_MATERIAL PROVIDED_.
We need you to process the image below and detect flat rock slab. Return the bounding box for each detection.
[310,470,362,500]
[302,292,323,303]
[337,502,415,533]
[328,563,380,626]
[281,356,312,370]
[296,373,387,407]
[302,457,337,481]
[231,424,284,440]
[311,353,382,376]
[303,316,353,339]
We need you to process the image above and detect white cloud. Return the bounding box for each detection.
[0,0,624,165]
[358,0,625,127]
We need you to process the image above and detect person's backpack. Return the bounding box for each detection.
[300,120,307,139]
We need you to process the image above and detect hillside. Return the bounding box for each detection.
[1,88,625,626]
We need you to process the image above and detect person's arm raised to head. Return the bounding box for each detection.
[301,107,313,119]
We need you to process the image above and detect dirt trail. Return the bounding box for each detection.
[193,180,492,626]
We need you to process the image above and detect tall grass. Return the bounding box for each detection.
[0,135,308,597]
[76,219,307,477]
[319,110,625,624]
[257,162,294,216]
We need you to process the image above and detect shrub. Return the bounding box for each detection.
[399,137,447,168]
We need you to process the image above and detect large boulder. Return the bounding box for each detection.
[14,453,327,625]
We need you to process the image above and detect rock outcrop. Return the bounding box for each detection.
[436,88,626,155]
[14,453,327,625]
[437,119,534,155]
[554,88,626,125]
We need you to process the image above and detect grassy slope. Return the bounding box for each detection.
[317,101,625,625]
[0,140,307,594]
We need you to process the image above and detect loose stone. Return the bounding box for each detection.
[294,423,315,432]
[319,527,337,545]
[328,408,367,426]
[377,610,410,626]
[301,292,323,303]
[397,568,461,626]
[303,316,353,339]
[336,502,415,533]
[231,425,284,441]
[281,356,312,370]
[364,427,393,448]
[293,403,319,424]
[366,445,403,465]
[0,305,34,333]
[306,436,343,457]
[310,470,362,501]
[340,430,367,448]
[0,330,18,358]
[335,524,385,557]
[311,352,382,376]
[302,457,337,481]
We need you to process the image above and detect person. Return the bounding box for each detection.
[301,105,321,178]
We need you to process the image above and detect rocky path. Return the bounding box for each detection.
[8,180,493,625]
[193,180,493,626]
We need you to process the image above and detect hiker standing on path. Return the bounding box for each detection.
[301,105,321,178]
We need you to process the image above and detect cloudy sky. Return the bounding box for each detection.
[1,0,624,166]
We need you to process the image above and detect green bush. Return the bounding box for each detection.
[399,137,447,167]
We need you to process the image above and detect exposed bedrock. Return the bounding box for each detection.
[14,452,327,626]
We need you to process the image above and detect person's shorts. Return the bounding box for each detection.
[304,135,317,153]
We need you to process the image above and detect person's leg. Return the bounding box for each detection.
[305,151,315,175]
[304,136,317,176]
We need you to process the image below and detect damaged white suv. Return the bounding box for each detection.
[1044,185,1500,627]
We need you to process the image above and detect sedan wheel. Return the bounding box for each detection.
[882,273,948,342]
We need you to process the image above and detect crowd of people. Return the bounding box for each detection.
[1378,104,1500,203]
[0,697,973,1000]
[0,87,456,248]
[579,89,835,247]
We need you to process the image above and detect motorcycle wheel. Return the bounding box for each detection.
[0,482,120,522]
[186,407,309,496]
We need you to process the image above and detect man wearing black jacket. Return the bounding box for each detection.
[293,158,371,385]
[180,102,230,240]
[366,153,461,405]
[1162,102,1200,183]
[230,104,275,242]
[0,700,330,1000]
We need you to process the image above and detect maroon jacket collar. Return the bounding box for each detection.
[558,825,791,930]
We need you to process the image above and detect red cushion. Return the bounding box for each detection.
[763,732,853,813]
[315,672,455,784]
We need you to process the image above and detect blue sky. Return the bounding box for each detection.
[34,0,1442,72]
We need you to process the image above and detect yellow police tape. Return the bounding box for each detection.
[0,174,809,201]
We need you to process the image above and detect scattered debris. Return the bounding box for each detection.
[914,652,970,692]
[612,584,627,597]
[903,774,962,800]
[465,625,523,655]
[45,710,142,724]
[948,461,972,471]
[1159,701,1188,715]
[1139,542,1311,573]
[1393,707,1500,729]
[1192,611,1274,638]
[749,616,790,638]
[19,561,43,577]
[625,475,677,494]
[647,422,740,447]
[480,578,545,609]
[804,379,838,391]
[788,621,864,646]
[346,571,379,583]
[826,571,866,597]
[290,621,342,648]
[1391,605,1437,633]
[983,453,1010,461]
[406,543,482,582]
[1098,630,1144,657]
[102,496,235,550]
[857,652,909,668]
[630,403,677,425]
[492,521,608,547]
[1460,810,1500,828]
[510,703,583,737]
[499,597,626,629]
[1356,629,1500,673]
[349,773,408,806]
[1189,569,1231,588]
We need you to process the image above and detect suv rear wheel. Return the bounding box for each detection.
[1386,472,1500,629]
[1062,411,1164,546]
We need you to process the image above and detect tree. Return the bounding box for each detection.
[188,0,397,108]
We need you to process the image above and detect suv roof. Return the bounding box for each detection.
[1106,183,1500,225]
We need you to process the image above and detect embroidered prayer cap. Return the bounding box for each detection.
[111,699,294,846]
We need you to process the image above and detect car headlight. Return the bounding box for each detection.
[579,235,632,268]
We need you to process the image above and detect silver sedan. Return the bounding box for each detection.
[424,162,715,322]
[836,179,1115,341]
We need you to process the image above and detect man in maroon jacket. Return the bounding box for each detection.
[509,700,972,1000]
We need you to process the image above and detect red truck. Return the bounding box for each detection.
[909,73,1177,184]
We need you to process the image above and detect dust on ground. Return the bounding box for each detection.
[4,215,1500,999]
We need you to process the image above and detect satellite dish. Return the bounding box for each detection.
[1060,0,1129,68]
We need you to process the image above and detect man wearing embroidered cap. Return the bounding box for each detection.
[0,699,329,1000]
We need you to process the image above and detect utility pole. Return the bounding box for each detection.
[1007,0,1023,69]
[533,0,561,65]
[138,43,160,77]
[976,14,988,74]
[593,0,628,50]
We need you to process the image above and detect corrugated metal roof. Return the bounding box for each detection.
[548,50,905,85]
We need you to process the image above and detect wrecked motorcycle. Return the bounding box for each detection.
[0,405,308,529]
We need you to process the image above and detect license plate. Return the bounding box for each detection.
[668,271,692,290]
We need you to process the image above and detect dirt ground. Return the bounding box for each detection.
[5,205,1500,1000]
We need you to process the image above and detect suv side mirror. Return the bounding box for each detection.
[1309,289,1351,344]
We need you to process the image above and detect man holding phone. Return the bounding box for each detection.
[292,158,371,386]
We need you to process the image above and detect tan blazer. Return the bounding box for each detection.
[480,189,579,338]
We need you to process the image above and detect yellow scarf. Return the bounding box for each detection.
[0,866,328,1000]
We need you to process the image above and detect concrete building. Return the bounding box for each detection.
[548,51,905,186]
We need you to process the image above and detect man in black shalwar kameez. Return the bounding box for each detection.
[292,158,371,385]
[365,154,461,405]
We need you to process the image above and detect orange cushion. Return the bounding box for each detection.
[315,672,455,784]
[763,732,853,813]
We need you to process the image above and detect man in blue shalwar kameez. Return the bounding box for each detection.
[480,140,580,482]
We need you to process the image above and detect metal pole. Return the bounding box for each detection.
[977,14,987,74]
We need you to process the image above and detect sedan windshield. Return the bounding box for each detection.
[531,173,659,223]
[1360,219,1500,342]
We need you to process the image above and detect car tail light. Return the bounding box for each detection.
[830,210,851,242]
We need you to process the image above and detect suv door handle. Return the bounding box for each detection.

_EXERCISE_. The records above are to be duplicated exactly, every one of them.

_EXERCISE OUTPUT_.
We need you to process the image below and detect flat rock slab. Return the bounding box for each detection.
[310,470,362,500]
[302,292,323,303]
[337,502,415,533]
[328,563,380,626]
[281,356,312,370]
[296,373,387,407]
[302,457,337,481]
[231,424,284,440]
[311,353,382,376]
[303,316,353,339]
We need you to process the image above and detect white cloud. Return the bounding box for each detection.
[0,0,624,165]
[358,0,625,127]
We need you to process the image above and detect person's backpack. Return the bounding box for each detection.
[300,120,307,139]
We need you to process the image above and detect hillside. Return the bounding box for each detection.
[1,88,625,626]
We need you to process the image above and detect person's arm raised to head. Return the bounding box for each detection.
[301,107,313,119]
We need you to process the image above and detect dirt trail. Return the bounding box for each detection.
[193,180,492,626]
We need you to process the image above and detect tall grass. Return the bounding box for each detection.
[0,135,308,597]
[76,219,307,477]
[319,110,625,624]
[257,162,294,216]
We need you to process the image above and detect shrub. Return the bounding box for each detection.
[399,137,447,168]
We need you to process the image above and detect large boulder. Return the bounding box for each detection.
[14,453,327,625]
We need you to process the image above and detect rock outcrop. Return the bounding box for each detection.
[436,88,626,155]
[14,453,327,625]
[437,119,534,155]
[554,88,626,125]
We need you to process the image above and detect grassy slope. Return the bounding box for each detection.
[317,101,625,625]
[0,140,307,594]
We need you to process the image above and detect loose stone. Return the bounding box for each detection.
[294,423,315,432]
[319,527,337,545]
[328,408,367,426]
[377,610,410,626]
[301,292,323,303]
[397,568,461,626]
[303,316,353,339]
[336,502,415,533]
[231,425,284,441]
[281,356,312,370]
[364,427,393,448]
[293,403,319,424]
[366,445,403,465]
[0,305,34,333]
[306,436,343,457]
[310,470,362,501]
[340,430,367,448]
[0,330,18,358]
[335,524,385,557]
[311,352,382,376]
[302,457,337,481]
We need you to process the image above and detect person. Return the bounding box for each detection.
[301,105,321,178]
We need you to process the image above and detect rocky path. Return the bounding box for each detection.
[8,180,493,625]
[193,180,493,626]
We need you to process the image above and detect hiker standing on path. Return the bounding box for each detection.
[301,105,321,178]
We need you to process the image above and detect cloudy sky. Return the bounding box for each detection.
[1,0,624,166]
We need you to process the image above and detect green bush. Return the bounding box for each detection.
[399,137,447,167]
We need you to process the image above and detect exposed bedrock. Return the bounding box for each detection.
[14,452,327,626]
We need you to process the image above and detect person's shorts. Return the bounding box for each detection.
[304,135,317,153]
We need you to process the image above and detect person's leg. Return the bounding box for each detection.
[305,151,315,175]
[304,136,317,176]
We need you to process the image below and detect damaged white suv. Return the bounding box for each detection.
[1044,185,1500,627]
We need you to process the image above and detect sedan wheel. Return the bounding box for each detection.
[882,273,948,342]
We need you to process the image above and detect crowd of people. Return the bounding box for each detection.
[1378,104,1500,203]
[0,697,973,1000]
[0,87,456,248]
[579,89,835,247]
We need you to process the image above and detect motorcycle wheel. Return the bounding box for each detection.
[0,482,120,522]
[186,407,309,496]
We need you to process the image above and detect man wearing black jacket. Return the bounding box for each detection.
[293,158,371,385]
[180,102,230,240]
[366,153,461,405]
[1162,102,1200,183]
[230,104,275,242]
[0,700,330,1000]
We need you to process the image above and detect maroon jacket collar. Return the bounding box for each detection.
[558,825,791,930]
We need you to process the image above and detect red cushion. Return the bounding box for each detection.
[763,732,853,813]
[315,672,455,784]
We need you to process the image above and detect blue sky. Return the bounding box for each detection.
[34,0,1442,72]
We need you to process the image above and detect yellow police tape. Return the bounding box for each detection.
[0,174,809,201]
We need you to process the image above and detect scattered debris. Return the bounding box for each detection.
[914,652,970,692]
[612,584,627,597]
[903,774,962,800]
[465,625,523,655]
[45,710,142,724]
[948,461,972,471]
[1159,701,1188,715]
[1139,542,1311,573]
[1393,707,1500,729]
[1192,611,1274,638]
[749,616,790,638]
[19,561,43,577]
[625,475,677,494]
[647,422,740,447]
[480,578,545,609]
[804,379,838,391]
[788,621,864,646]
[346,571,379,583]
[826,571,866,597]
[290,621,342,648]
[1391,605,1437,633]
[983,453,1010,461]
[406,543,482,582]
[1098,630,1144,657]
[102,496,235,550]
[857,652,909,668]
[630,403,677,425]
[492,521,608,547]
[1460,810,1500,828]
[510,703,583,737]
[499,597,626,629]
[1356,629,1500,673]
[349,773,408,806]
[1189,569,1231,588]
We need you to process the image above and detect suv rear wheel. Return the bounding box for each detection.
[1386,472,1500,629]
[1062,411,1164,546]
We need you to process the image above and detect tree. Return the bounding box for each detection.
[188,0,397,108]
We need you to process the image above and detect suv roof. Return the bounding box for each detection.
[1106,183,1500,225]
We need you to process the image above and detect embroidered prayer cap. Return the bounding box for each detection.
[111,699,294,846]
We need you to process the image above and detect car headlight. Return the bounding box for each detection.
[579,235,632,268]
We need you to process the image above and detect silver sedan. Return the bounding box for each detection.
[424,162,715,322]
[836,179,1115,341]
We need you to process the image above and detect man in maroon jacket. Return the bounding box for each detection.
[509,700,972,1000]
We need you to process the image above and detect red truck. Return the bounding box for each detection.
[909,73,1177,184]
We need you to process the image above and detect dust on ground. Return the bounding box for each detection.
[4,215,1500,999]
We need you to process the image above and detect satellite dish. Return the bounding box for each detection.
[1060,0,1129,68]
We need you to process the image above and detect man wearing embroidered cap. Return the bounding box for each detection.
[0,699,329,1000]
We need you to process the image above and detect utility pole. Return the bounding box for each detection.
[1007,0,1023,69]
[533,0,561,65]
[138,43,160,77]
[976,14,988,74]
[593,0,628,50]
We need you to process the image above and detect corrugated metal roof. Return the bounding box for each detection.
[548,50,905,85]
We need you to process the image above and detect wrecked motorcycle. Return the bounding box for each detection.
[0,405,308,529]
We need you to process the image above and detect license plate. Return the bounding box for each detection.
[668,271,692,290]
We need you to process the image above and detect dirt ground. Return the bounding box for each detection.
[5,205,1500,1000]
We need you to process the image above and detect suv side mirror. Return the bounding box for each detection.
[1309,289,1351,344]
We need you to process the image above and detect man holding phone. Return the bounding box for each detection.
[292,158,371,386]
We need you to process the image above and detect tan blazer. Return the bounding box for each detection.
[480,189,579,338]
We need you to process the image above and detect yellow scarf. Return the bounding box for each detection.
[0,866,328,1000]
We need you to process the image above and detect concrete building. Return the bounding box for each detection.
[548,51,905,186]
We need you to process the image above and detect man in black shalwar kameez. Return the bounding box for each detection.
[292,158,371,385]
[365,154,461,405]
We need you to process the image above and detect orange cushion. Return the bounding box for each detection.
[315,672,455,784]
[763,732,853,813]
We need you to process the image above and detect man in blue shalwar kameez. Return the bounding box for each detection.
[480,140,580,482]
We need you to process the image above and detect metal pole. Return the bounding box for each detection.
[977,14,987,74]
We need you to process the image above and detect sedan windshield. Return the bounding box for each detection.
[531,173,659,223]
[1360,219,1500,342]
We need you to process the image above and detect car tail light. Return the bounding box for each detection.
[830,210,851,242]
We need you to process the image above and detect suv door handle. Return the bounding box for each detection.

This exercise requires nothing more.